------ EXCERPTED RECORDS

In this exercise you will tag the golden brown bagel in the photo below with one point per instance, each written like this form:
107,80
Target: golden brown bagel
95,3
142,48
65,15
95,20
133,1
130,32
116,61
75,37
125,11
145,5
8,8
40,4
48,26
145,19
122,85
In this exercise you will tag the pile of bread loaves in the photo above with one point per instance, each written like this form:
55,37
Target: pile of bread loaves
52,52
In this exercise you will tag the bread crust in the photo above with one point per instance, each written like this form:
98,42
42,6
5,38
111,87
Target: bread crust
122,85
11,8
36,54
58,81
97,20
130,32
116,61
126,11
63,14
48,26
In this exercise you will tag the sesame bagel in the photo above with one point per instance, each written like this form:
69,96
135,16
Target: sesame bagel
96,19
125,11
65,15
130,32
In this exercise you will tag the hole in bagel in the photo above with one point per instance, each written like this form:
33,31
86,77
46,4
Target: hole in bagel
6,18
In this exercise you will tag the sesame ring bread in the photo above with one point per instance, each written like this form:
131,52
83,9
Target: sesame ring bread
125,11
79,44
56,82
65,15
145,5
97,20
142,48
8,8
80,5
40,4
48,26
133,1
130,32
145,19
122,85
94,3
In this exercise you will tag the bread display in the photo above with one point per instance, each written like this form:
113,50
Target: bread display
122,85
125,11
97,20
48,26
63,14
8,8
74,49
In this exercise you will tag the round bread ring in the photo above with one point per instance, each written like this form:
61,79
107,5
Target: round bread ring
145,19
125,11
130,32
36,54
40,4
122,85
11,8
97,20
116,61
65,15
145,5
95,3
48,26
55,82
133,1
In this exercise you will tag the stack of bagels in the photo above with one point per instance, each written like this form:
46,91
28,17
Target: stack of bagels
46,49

------------

▶ EXERCISE AIM
Arrange the entire listing above as a JSON list of strings, one string for each line, with blank lines left out.

▶ TASK RESPONSE
[
  "In this exercise you will tag the golden brown bagel in the photo below with one point per instance, each written like this form:",
  "107,80",
  "Target: golden brown bagel",
  "95,3",
  "142,48",
  "65,15",
  "95,20",
  "133,1",
  "130,32",
  "116,61",
  "75,37",
  "125,11",
  "145,5",
  "8,8",
  "40,4",
  "48,26",
  "145,19",
  "122,85",
  "In this exercise you will tag the pile of bread loaves in the photo above with one point per instance, each written like this form:",
  "55,37",
  "Target: pile of bread loaves",
  "52,52",
  "In this exercise you will tag the bread crust in the photo above with one point per instance, each written like this form:",
  "98,42",
  "42,6",
  "5,38",
  "111,87",
  "Target: bread crust",
  "122,85",
  "11,8",
  "36,54",
  "58,81",
  "97,20",
  "130,32",
  "116,61",
  "126,11",
  "63,14",
  "48,26",
  "In this exercise you will tag the sesame bagel in the photo above with one point per instance, each written like this form:",
  "69,96",
  "135,16",
  "Target: sesame bagel",
  "96,19",
  "125,11",
  "65,15",
  "130,32",
  "In this exercise you will tag the hole in bagel in the photo above with one point per instance, each written like this form:",
  "33,31",
  "86,77",
  "46,4",
  "Target: hole in bagel",
  "6,18",
  "In this exercise you will tag the sesame ring bread in the photo above with one point per instance, each written like this form:",
  "131,52",
  "83,9",
  "Target: sesame ring bread",
  "125,11",
  "79,44",
  "56,82",
  "65,15",
  "145,5",
  "97,20",
  "142,48",
  "8,8",
  "80,5",
  "40,4",
  "48,26",
  "133,1",
  "130,32",
  "145,19",
  "122,85",
  "94,3",
  "In this exercise you will tag the bread display in the photo above with one point per instance, each written like this form:",
  "113,50",
  "Target: bread display",
  "122,85",
  "125,11",
  "97,20",
  "48,26",
  "63,14",
  "8,8",
  "74,49",
  "In this exercise you will tag the round bread ring in the photo above with one point per instance, each written like this form:",
  "61,79",
  "107,5",
  "Target: round bread ring",
  "145,19",
  "125,11",
  "130,32",
  "36,54",
  "40,4",
  "122,85",
  "11,8",
  "97,20",
  "116,61",
  "65,15",
  "145,5",
  "95,3",
  "48,26",
  "55,82",
  "133,1",
  "In this exercise you will tag the stack of bagels in the photo above with one point per instance, each written like this form:",
  "46,91",
  "28,17",
  "Target: stack of bagels",
  "46,49"
]